**Activity**
Copy out each line of the material exactly. Pictures do not belong in the copy.

========

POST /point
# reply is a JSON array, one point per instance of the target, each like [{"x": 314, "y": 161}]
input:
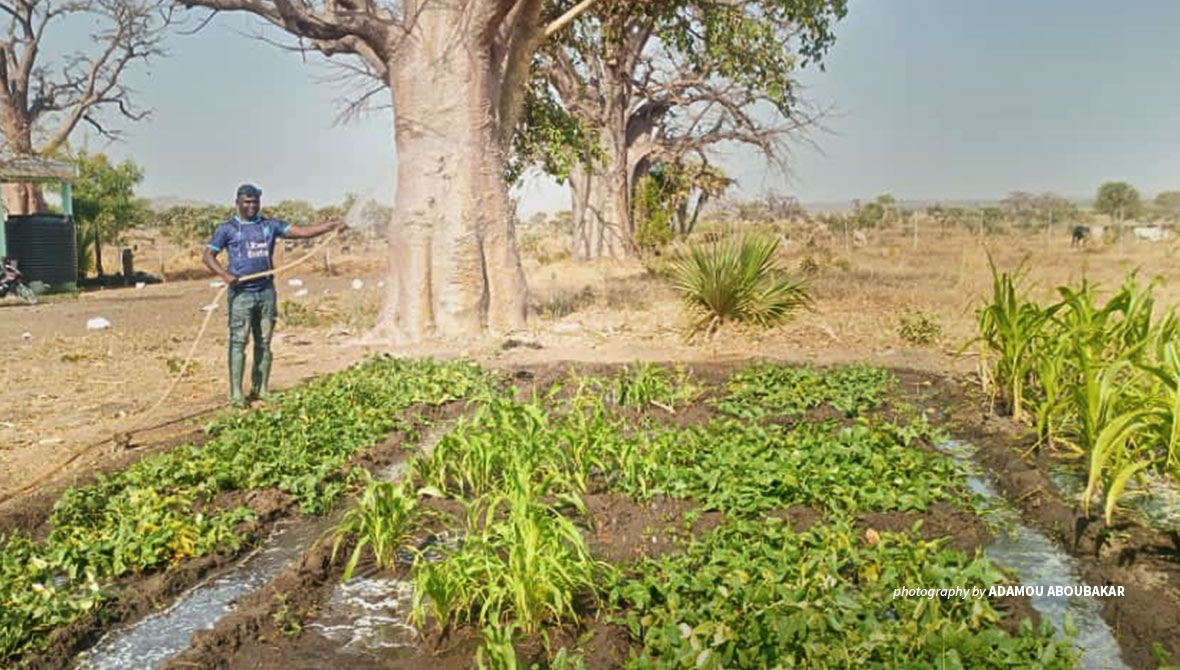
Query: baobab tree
[
  {"x": 454, "y": 71},
  {"x": 664, "y": 83},
  {"x": 43, "y": 100}
]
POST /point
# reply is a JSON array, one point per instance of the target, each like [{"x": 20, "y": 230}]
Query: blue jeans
[{"x": 250, "y": 314}]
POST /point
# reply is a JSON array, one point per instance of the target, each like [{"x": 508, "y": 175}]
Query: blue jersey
[{"x": 250, "y": 245}]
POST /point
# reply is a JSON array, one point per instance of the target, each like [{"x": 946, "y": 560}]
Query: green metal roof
[{"x": 35, "y": 169}]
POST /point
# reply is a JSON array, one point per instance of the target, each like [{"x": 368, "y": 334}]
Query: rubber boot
[
  {"x": 236, "y": 372},
  {"x": 260, "y": 374}
]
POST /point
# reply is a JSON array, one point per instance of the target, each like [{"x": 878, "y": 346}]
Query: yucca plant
[{"x": 736, "y": 280}]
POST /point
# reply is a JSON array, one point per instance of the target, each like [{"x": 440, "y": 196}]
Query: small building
[{"x": 44, "y": 244}]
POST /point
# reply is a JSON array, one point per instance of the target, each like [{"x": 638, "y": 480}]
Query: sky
[{"x": 932, "y": 99}]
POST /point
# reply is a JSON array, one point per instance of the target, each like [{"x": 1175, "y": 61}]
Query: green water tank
[{"x": 45, "y": 247}]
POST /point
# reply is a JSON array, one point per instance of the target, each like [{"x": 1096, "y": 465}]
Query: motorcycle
[{"x": 14, "y": 282}]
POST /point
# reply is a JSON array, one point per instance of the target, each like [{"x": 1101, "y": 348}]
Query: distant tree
[
  {"x": 299, "y": 212},
  {"x": 1053, "y": 209},
  {"x": 185, "y": 224},
  {"x": 104, "y": 198},
  {"x": 48, "y": 86},
  {"x": 946, "y": 217},
  {"x": 1119, "y": 199},
  {"x": 1167, "y": 204}
]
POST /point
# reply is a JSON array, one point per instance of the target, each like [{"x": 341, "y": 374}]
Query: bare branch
[{"x": 566, "y": 18}]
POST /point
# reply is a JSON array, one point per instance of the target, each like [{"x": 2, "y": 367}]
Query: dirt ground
[
  {"x": 67, "y": 391},
  {"x": 1145, "y": 562}
]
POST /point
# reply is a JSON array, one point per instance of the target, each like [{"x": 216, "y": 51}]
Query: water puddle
[
  {"x": 1040, "y": 562},
  {"x": 163, "y": 635},
  {"x": 158, "y": 637},
  {"x": 368, "y": 616}
]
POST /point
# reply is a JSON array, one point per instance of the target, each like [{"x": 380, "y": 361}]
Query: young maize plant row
[{"x": 1102, "y": 380}]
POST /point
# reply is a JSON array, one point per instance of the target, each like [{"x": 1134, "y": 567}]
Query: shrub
[
  {"x": 736, "y": 278},
  {"x": 918, "y": 327}
]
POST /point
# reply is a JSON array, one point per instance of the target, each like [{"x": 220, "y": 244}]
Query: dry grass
[{"x": 861, "y": 293}]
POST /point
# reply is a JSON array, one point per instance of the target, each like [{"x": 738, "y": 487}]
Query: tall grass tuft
[{"x": 736, "y": 280}]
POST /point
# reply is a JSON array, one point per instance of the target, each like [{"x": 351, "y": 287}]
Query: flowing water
[
  {"x": 1040, "y": 562},
  {"x": 163, "y": 635},
  {"x": 368, "y": 615}
]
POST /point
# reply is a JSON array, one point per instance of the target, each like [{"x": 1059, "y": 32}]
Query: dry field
[{"x": 69, "y": 389}]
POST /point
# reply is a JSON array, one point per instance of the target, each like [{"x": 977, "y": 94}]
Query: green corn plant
[
  {"x": 1133, "y": 332},
  {"x": 498, "y": 648},
  {"x": 1166, "y": 409},
  {"x": 1054, "y": 373},
  {"x": 381, "y": 520},
  {"x": 519, "y": 559},
  {"x": 1011, "y": 329},
  {"x": 1108, "y": 429}
]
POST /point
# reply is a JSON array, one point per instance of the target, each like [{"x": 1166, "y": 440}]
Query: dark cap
[{"x": 249, "y": 191}]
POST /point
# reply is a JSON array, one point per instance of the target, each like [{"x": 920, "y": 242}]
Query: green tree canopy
[{"x": 104, "y": 196}]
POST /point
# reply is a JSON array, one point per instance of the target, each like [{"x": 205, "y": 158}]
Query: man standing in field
[{"x": 251, "y": 303}]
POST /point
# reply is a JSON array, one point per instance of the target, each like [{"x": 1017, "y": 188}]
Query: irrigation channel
[
  {"x": 367, "y": 615},
  {"x": 158, "y": 637},
  {"x": 1040, "y": 562}
]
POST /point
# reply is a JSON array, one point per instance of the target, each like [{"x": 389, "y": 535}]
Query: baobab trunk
[
  {"x": 601, "y": 190},
  {"x": 453, "y": 265},
  {"x": 602, "y": 223},
  {"x": 21, "y": 197}
]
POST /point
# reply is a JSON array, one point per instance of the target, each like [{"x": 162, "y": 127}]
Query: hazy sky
[{"x": 935, "y": 98}]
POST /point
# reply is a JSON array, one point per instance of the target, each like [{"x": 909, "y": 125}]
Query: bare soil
[{"x": 70, "y": 391}]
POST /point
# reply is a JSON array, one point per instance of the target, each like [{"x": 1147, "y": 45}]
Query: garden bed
[
  {"x": 651, "y": 540},
  {"x": 679, "y": 474}
]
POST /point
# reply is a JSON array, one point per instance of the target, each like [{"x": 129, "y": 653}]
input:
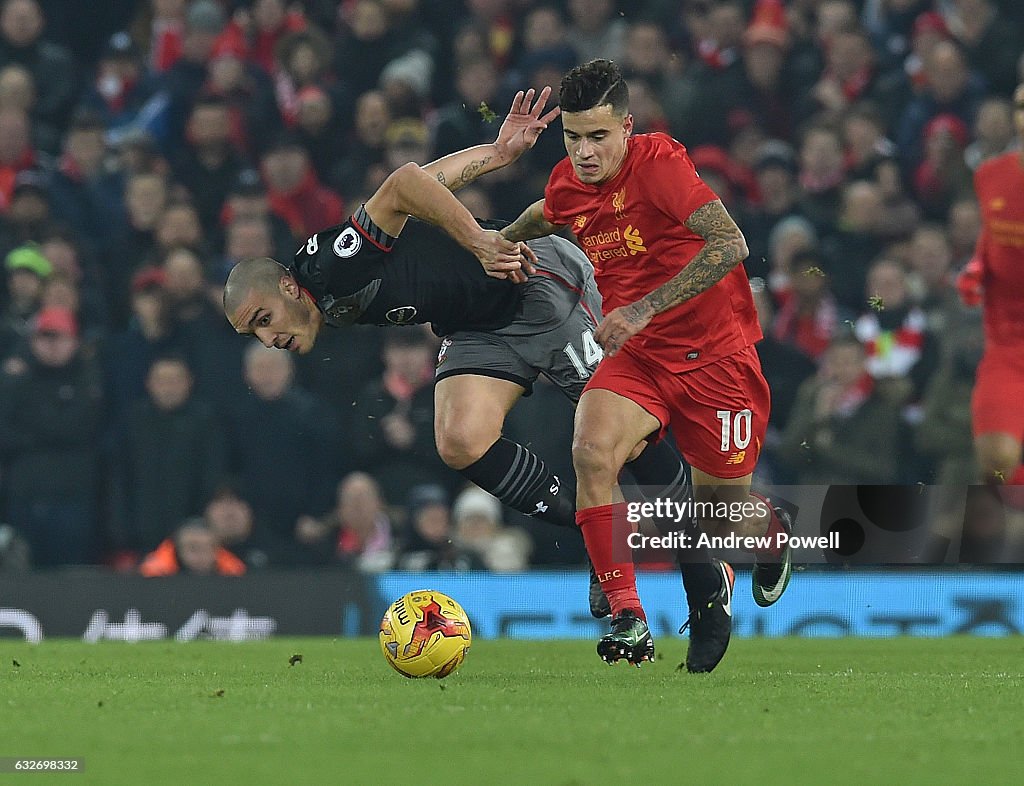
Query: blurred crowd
[{"x": 145, "y": 146}]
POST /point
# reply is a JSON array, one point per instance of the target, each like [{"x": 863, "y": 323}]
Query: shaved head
[
  {"x": 262, "y": 299},
  {"x": 260, "y": 274}
]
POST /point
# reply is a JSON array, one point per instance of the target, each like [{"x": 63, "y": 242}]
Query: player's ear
[{"x": 289, "y": 287}]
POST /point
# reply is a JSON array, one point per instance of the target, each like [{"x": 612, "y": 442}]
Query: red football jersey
[
  {"x": 633, "y": 229},
  {"x": 999, "y": 186}
]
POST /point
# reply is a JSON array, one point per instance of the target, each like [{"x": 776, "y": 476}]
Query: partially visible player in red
[
  {"x": 994, "y": 276},
  {"x": 678, "y": 335}
]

========

**Task answer**
POST /point
# reply is a JSON array, one point per instance of the target, each like [{"x": 314, "y": 161}]
input:
Query: baobab tree
[
  {"x": 454, "y": 71},
  {"x": 664, "y": 83},
  {"x": 43, "y": 100}
]
POST /point
# reply is a JSON array, one point per instance of the target, each like [{"x": 20, "y": 230}]
Query: blue jeans
[{"x": 250, "y": 314}]
POST /point
# reply is a JSON array, one point per instance of the target, each like [{"x": 508, "y": 175}]
Query: blue jersey
[{"x": 250, "y": 245}]
POST /point
# reply is a JSON array, one point per instance of the target, each like [{"x": 946, "y": 560}]
Query: green metal roof
[{"x": 35, "y": 169}]
POST /point
# reply is a JSON array, one point per instance of the target, each like [{"x": 368, "y": 334}]
Query: rubber boot
[
  {"x": 236, "y": 372},
  {"x": 260, "y": 374}
]
POST /point
# reply is a JSON array, one point per instance of the target, each like [{"x": 878, "y": 346}]
Query: yucca plant
[{"x": 736, "y": 280}]
POST /point
# reply is a JSON array, one point per instance of the target, each like [{"x": 440, "y": 196}]
Query: small building
[{"x": 44, "y": 244}]
POST /point
# reply is a JSON array, one point per instance of the target, each like [{"x": 638, "y": 480}]
Query: sky
[{"x": 932, "y": 99}]
POST /point
# reply is a JSON array, one point per instance of the target, each like [{"x": 1175, "y": 61}]
Query: green water tank
[{"x": 45, "y": 247}]
POST /point
# reply is a JSON array, one point per instance of the target, each like [{"x": 1096, "y": 465}]
Query: motorcycle
[{"x": 14, "y": 282}]
POST /point
# reply is a JSON array, one point per instance of the target, each like [{"x": 1101, "y": 348}]
Query: distant tree
[
  {"x": 299, "y": 212},
  {"x": 1053, "y": 209},
  {"x": 185, "y": 224},
  {"x": 104, "y": 198},
  {"x": 48, "y": 86},
  {"x": 946, "y": 217},
  {"x": 1119, "y": 199},
  {"x": 1167, "y": 204}
]
POST /point
# reply is a JSON array, one point per instance of the target, each like [{"x": 341, "y": 374}]
Query: bare branch
[{"x": 566, "y": 18}]
POST /point
# reply is a JSON array, one point per instance of the target, each like [{"x": 2, "y": 367}]
Query: dirt ground
[
  {"x": 67, "y": 391},
  {"x": 1145, "y": 562}
]
POST /point
# reply is a JSON array, one point per instance of the target, each like [{"x": 216, "y": 51}]
Query: water puddle
[
  {"x": 1040, "y": 562},
  {"x": 163, "y": 635},
  {"x": 158, "y": 637},
  {"x": 368, "y": 616}
]
POST /point
# reply is a JSON array, one point per instance of the target, each like [{"x": 380, "y": 361}]
Query: young maize plant row
[{"x": 1102, "y": 380}]
POST /point
# reply is a JSON array, one point per instance of the target, each like [{"x": 1134, "y": 567}]
Query: shrub
[
  {"x": 736, "y": 278},
  {"x": 918, "y": 327}
]
POST /point
# reply is a JSON array, one point per instance of the target, each like [{"x": 220, "y": 244}]
Query: dry grass
[{"x": 861, "y": 293}]
POST /point
# reply is a JSON array, one point per instance of the target, each like [{"x": 738, "y": 487}]
Query: tall grass tuft
[{"x": 736, "y": 280}]
POST /point
# reply is a JSON array, one point per instance of the target, each like [{"x": 351, "y": 287}]
Query: flowing water
[
  {"x": 1040, "y": 562},
  {"x": 163, "y": 635},
  {"x": 368, "y": 615}
]
POST /point
# reply is a JSON array, one point per instance of the target, each like [{"x": 1059, "y": 32}]
Query: dry field
[{"x": 69, "y": 389}]
POST /point
# reply is a JSON array, one point per instance of the target, each like [{"x": 977, "y": 94}]
Query: green corn plant
[
  {"x": 1133, "y": 332},
  {"x": 498, "y": 648},
  {"x": 1166, "y": 409},
  {"x": 1054, "y": 373},
  {"x": 381, "y": 520},
  {"x": 519, "y": 559},
  {"x": 1011, "y": 329},
  {"x": 1108, "y": 429}
]
POST /point
# reply is a JSON array, one point per instance of the target, each like [{"x": 1166, "y": 440}]
Query: dark cap
[{"x": 249, "y": 191}]
POST /point
# reply is a JSON array, one point per instance of the target, each like [{"x": 920, "y": 242}]
Query: green tree canopy
[{"x": 104, "y": 196}]
POST /point
# reply is a JSON array, one point per instance of the target, each like [{"x": 205, "y": 158}]
Query: man standing in field
[{"x": 251, "y": 303}]
POST /point
# reply is a JSON array, one point per instance of the target, each like [{"x": 1017, "y": 188}]
Query: irrigation channel
[
  {"x": 367, "y": 615},
  {"x": 158, "y": 637},
  {"x": 1040, "y": 562}
]
POST /point
# reply is a JSON array, one point per instance of the target, each like [{"x": 389, "y": 535}]
Query: baobab trunk
[
  {"x": 601, "y": 190},
  {"x": 453, "y": 265},
  {"x": 602, "y": 223},
  {"x": 21, "y": 197}
]
POST /point
# reply is a JSON array, one point per instance of the target, each like [{"x": 162, "y": 127}]
Query: hazy sky
[{"x": 935, "y": 98}]
POST /point
# reply is a JSON array, one point per instance of the target, each like [{"x": 909, "y": 125}]
Query: bare soil
[{"x": 70, "y": 391}]
POST /point
# reply is a JSON array, one point per instance of the target, each like [{"x": 1147, "y": 45}]
Query: garden bed
[
  {"x": 651, "y": 540},
  {"x": 679, "y": 474}
]
POST /point
# reply is a JSON array, one point per instance of the target, each like [{"x": 129, "y": 653}]
input:
Query: blurred crowd
[{"x": 145, "y": 146}]
POST /point
# reply is a JSON array, one point per instance of the target, each like [{"x": 863, "y": 323}]
Query: shaved head
[
  {"x": 262, "y": 299},
  {"x": 260, "y": 274}
]
POST /point
# reply is a JSON array, one point per instance of the target, each like [{"x": 63, "y": 242}]
Query: player's ear
[{"x": 289, "y": 287}]
POST /point
# reply is a JSON array, one point per instance of the target, each like [{"x": 612, "y": 442}]
Query: red football jersey
[
  {"x": 633, "y": 229},
  {"x": 999, "y": 186}
]
POST /point
# reply is a JSON array, one point per instance of the target, each like [{"x": 776, "y": 476}]
Query: partially visible player in red
[
  {"x": 994, "y": 276},
  {"x": 678, "y": 335}
]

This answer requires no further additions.